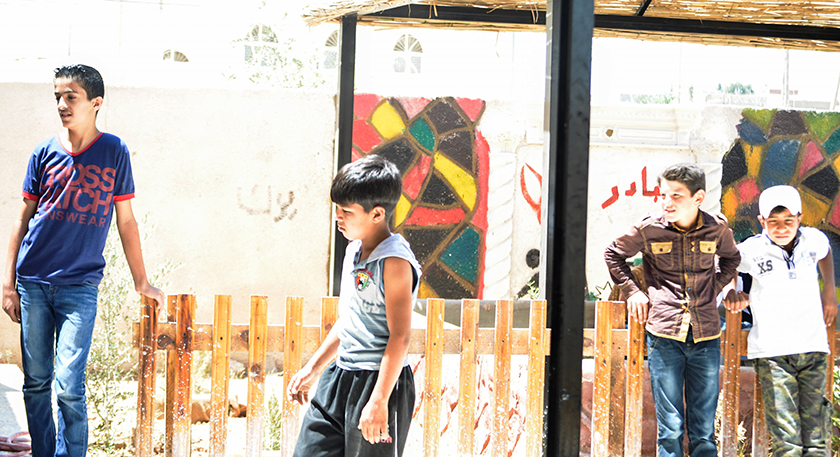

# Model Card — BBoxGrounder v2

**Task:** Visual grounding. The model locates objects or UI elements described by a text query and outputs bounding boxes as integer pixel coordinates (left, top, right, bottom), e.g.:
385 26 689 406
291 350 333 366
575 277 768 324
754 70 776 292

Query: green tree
226 8 328 89
718 82 755 95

○ ○ ○ ○

■ **Given problem**
Can you rewrite the records with "tree" replaced by "bush" and everything else left unchanged, leaving out the pictures?

■ **Reply to the task**
# Model Card — BBoxGrounder v2

**Task:** Visual grounding. The model locates objects or UI elements described by a text query and outputs bounding boxes as integer pixel coordinates (left, top, right, bottom), e.g.:
385 26 689 406
291 350 333 366
575 277 768 324
754 70 776 292

Query: green bush
226 8 328 89
718 82 755 95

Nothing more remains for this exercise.